▶ Dataset excerpts on object pointing
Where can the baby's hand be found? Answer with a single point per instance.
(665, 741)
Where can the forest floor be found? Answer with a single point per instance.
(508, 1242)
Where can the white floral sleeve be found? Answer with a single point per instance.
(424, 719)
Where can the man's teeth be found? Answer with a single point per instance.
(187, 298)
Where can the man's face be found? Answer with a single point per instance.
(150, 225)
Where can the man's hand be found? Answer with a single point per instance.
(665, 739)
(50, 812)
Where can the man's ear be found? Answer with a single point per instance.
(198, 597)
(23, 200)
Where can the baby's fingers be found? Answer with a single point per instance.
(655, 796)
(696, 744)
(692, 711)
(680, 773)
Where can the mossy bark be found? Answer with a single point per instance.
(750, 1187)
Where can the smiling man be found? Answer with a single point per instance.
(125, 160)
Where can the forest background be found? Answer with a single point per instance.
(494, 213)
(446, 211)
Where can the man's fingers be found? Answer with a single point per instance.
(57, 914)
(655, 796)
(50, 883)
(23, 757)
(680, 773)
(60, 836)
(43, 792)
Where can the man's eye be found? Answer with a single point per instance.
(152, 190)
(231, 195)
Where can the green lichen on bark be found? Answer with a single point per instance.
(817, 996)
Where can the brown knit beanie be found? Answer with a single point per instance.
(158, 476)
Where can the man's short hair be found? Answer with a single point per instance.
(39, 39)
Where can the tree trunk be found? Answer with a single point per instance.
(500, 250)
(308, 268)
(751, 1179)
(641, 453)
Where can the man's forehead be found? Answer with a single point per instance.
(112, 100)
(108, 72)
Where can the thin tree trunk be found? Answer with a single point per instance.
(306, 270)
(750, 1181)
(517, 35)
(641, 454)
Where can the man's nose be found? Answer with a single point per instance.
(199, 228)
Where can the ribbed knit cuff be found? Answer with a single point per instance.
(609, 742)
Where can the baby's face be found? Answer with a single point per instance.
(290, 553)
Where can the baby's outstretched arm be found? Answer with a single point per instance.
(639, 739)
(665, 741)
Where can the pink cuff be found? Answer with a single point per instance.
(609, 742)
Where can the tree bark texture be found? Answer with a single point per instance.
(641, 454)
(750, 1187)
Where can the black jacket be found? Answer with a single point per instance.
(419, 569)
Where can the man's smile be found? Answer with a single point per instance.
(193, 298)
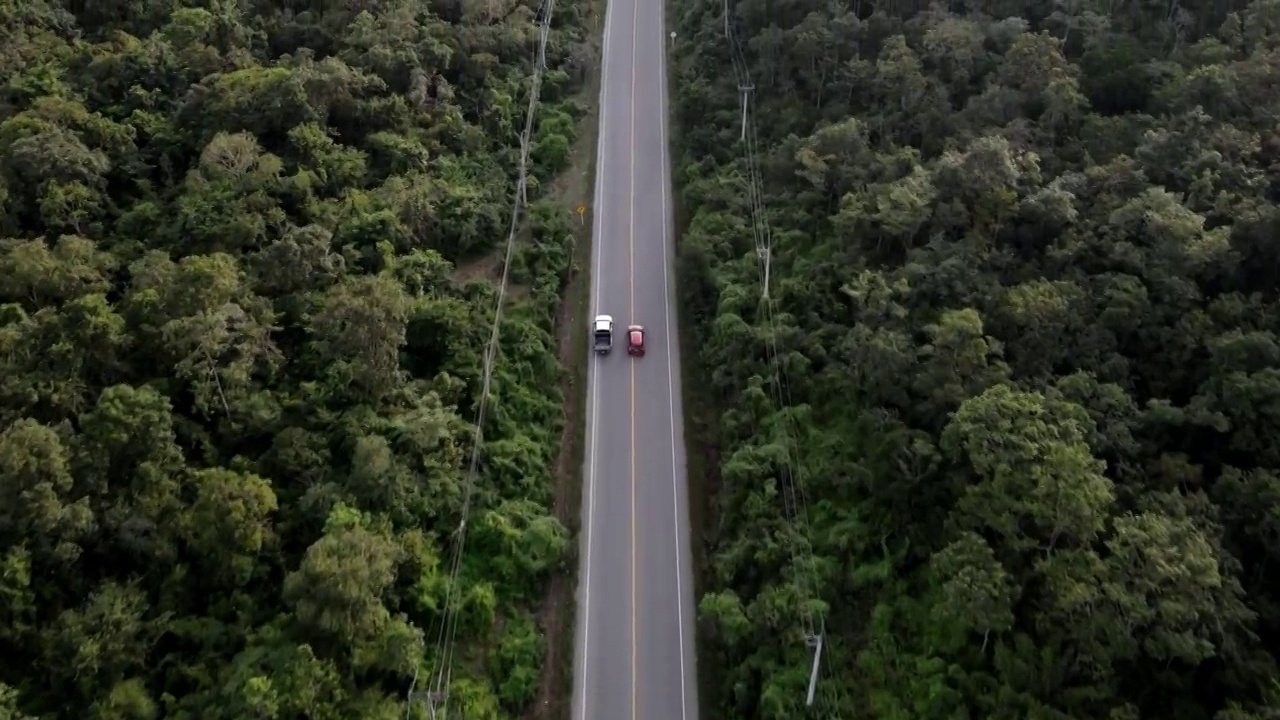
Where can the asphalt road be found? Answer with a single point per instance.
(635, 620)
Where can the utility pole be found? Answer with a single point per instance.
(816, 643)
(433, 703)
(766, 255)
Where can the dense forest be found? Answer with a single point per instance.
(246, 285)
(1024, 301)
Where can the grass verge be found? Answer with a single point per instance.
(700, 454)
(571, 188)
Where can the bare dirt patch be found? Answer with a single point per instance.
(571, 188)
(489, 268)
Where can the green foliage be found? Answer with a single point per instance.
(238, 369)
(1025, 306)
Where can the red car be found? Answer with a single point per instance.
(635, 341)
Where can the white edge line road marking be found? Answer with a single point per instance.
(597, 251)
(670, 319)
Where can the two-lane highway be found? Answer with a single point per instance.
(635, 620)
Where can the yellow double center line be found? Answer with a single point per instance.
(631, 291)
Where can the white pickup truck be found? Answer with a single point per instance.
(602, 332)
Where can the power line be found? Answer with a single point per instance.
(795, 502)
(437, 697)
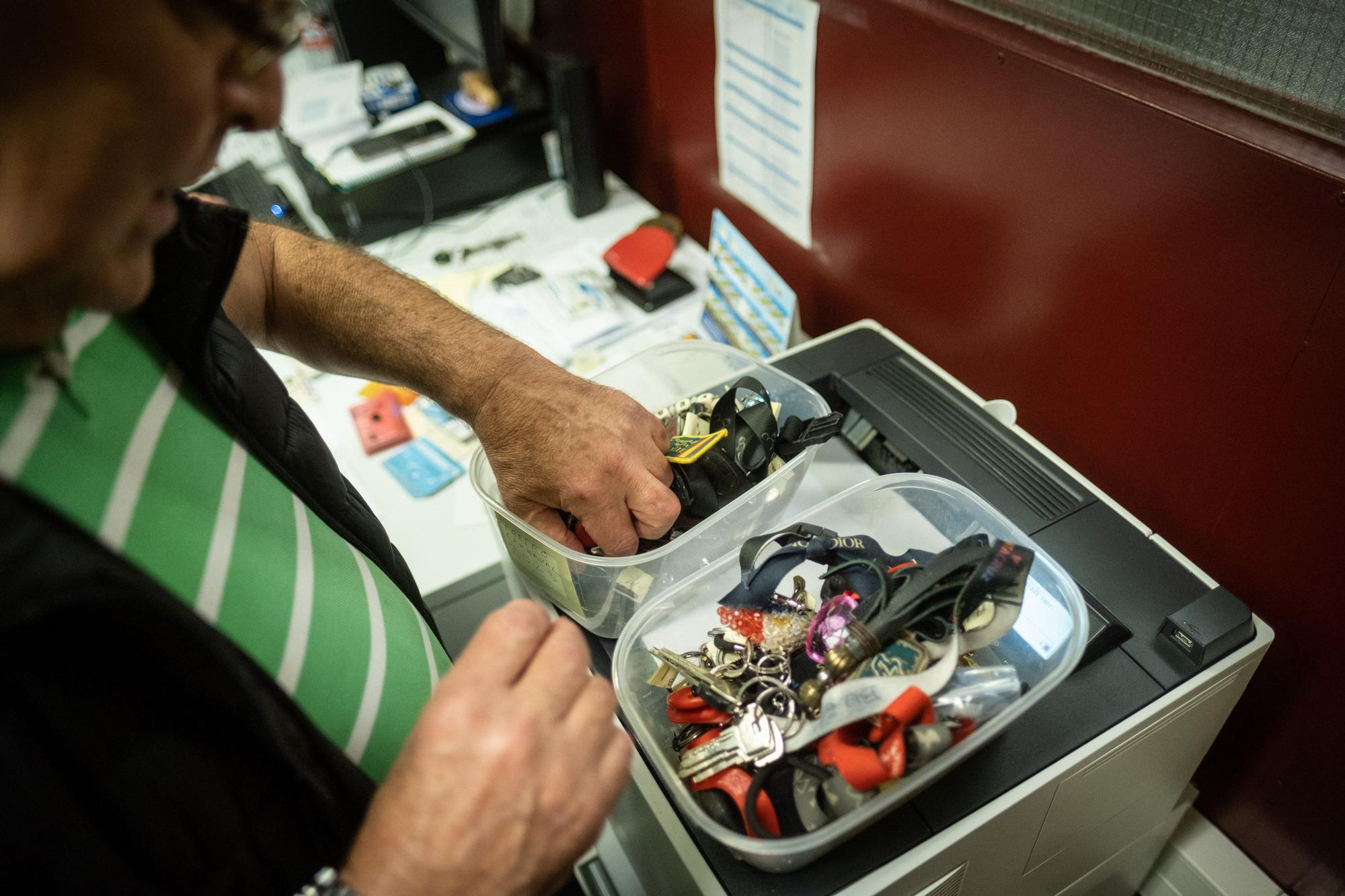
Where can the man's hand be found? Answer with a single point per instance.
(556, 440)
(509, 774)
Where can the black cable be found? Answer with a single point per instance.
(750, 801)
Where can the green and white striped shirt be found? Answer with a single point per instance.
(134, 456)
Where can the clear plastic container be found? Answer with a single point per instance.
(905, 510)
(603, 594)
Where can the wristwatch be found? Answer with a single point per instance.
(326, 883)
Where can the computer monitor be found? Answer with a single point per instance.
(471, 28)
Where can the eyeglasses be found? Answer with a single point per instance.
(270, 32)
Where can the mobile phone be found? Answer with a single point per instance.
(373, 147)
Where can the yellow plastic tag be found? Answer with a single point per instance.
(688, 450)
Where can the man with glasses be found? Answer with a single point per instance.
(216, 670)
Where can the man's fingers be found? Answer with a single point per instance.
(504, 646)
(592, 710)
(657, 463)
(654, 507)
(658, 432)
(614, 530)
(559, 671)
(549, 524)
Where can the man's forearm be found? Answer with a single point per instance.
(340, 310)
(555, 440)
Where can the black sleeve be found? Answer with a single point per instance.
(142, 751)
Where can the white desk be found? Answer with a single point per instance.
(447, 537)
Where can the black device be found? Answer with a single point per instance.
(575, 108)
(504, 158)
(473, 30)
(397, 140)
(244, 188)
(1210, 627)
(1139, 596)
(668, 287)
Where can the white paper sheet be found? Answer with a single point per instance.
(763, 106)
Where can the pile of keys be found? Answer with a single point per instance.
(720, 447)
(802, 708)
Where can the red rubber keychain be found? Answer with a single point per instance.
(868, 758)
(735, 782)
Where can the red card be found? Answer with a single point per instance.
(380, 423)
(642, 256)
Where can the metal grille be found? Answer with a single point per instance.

▶ WRITTEN PROBLEM
From the line holding "Where can the man with" through the last line above, reproduce each line exactly and add nothing.

▶ SOLUTION FOR THIS TASK
Where can the man with glasses be found? Answer with a single point per instance.
(216, 670)
Where can the man's fingers be found? Answer with a single point per instance.
(504, 646)
(592, 710)
(657, 463)
(654, 507)
(658, 432)
(614, 530)
(559, 671)
(549, 524)
Where can the man's forearm be found? Answer with a single point per instance.
(340, 310)
(555, 440)
Where can the black sleeve be found? Answer with a single point per instance.
(142, 751)
Where can the white desk be found? Answer with a single point per instance.
(447, 537)
Where can the black device be found? Answer with a single point per instance.
(575, 108)
(504, 158)
(473, 30)
(397, 140)
(244, 188)
(1210, 627)
(1139, 596)
(668, 287)
Where can the white paper sheet be found? Answer with a single point per instance.
(763, 106)
Where can the pile of keys be found? Answer with a single point per instance.
(720, 447)
(802, 708)
Where can the red rubber keychain be found? Answer with a single point per instance.
(868, 758)
(735, 782)
Where can the red card be found? Answer with a single point per instance.
(380, 423)
(642, 256)
Where can the metal grille be found? Answer with a single point per instance.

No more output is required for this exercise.